# 7D v 5D mark II



## chrisbailey (Apr 15, 2012)

I've been shooting with a Rebel XTi for few years, and have always wondered what the upgrade would be.  Lately, it's been hard to ignore the limitations of the XTi, particularly at night.  It was great as a starter DSLR, but I'm ready to move on to something more challenging.  

So, 7D or 5D mark II?  The price for a body is so close between the two that I'm tempted to got with the 5D, but I don't want to make an impulse buy.  What are some pros/cons?

What I'm currently doing: portraits, landscapes, long-exposure (night and day).

Any pointers would be great.  Thanks


----------



## rexbobcat (Apr 15, 2012)

For the subjects you listed, get the 5D. Better low light performance, more resolution, full frame.

The 7D is more of a sports camera with high FPS and faster autofocus.


----------



## hw13 (Apr 16, 2012)

I'm in the same boat.  Its hard to choose. 

I found this link pretty informative.
Canon EOS 7D vs. 5D MarkII : Who should buy the 7D? » Light And Matter


----------



## hukim0531 (Apr 16, 2012)

rexbobcat said:


> For the subjects you listed, get the 5D. Better low light performance, more resolution, full frame.

▸ CHALLENGES:
a - Answer these questions about the camera forum thread:
(i) Which camera has the first poster been using for a few years?
(ii) What kinds of photography does the first poster say they are currently doing?
(iii) Which camera does rexbobcat call more of a sports camera?
b - Extend the camera forum thread from the point where it stops.
The items that come next are separate material and are not part of the camera forum thread.

▸ Outline annotation items:
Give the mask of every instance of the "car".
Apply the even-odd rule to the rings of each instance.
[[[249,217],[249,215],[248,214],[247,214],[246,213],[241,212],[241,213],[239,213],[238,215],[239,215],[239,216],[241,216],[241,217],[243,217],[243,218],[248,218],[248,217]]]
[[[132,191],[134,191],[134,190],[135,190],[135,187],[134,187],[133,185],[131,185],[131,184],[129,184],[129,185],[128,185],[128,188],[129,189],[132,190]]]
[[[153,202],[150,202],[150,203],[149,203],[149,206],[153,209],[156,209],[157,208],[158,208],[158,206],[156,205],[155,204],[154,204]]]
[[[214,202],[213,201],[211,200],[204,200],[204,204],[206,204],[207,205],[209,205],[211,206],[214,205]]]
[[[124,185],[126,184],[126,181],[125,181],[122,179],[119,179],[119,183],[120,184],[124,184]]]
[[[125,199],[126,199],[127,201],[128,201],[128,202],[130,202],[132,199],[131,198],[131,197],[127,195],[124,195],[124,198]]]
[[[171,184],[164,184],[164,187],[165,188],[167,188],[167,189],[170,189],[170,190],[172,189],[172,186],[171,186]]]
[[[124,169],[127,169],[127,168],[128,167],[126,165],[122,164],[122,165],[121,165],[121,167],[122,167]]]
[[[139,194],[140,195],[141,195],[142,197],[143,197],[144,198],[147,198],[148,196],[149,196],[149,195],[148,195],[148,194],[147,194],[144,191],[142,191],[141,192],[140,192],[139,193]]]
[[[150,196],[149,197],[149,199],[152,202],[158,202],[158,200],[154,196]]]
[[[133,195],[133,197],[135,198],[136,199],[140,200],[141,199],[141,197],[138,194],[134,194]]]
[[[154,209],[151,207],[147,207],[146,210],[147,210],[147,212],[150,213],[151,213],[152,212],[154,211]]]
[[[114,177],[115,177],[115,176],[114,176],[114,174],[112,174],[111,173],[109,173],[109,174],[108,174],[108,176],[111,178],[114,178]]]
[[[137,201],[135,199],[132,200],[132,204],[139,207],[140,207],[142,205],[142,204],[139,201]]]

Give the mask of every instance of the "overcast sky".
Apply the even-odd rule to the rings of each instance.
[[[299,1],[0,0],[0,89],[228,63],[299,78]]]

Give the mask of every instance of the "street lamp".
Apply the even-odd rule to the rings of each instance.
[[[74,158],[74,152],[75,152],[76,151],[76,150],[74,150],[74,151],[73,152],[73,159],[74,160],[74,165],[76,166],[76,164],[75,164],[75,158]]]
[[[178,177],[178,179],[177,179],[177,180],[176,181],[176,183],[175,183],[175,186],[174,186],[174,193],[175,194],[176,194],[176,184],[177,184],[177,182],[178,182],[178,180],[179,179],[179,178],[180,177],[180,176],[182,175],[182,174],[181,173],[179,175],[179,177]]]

▸ ANSWERS TO THE TASKS:
a -
(i) A Rebel XTi.
(ii) Portraits, landscapes and long-exposure shots (night and day).
(iii) The 7D.

b -
> 
> The 7D is more of a sports camera with high FPS and faster autofocus.


+1


----------



## Dao (Apr 16, 2012)

I had the same debate few weeks ago.  At the end, I choose the 7D.  


If I jump from 40D to 5D. I gain 
- Better ISO performance.
- More background blur (due to closer to the subject with same framing without cropping in post).
- More resolution.
- FoV of my 50mm, 85mm is going to be wider



If I jump from 40D to 7D. I gain 
- Better ISO performance (but not as good as 5DII)
- Better autofocus system.
- More resolution (not as high as 5DII)
- Faster frame rate.


For the stuff that I shoot, landscape, macro, nature and family stuff.  In that case, I think 7D is better fit for me.  If I shoot a lot of portrait stuff, I  will go with 5D. (5Dc or 5DII)  Of course 5DIII is perfect, but it cost too much for me.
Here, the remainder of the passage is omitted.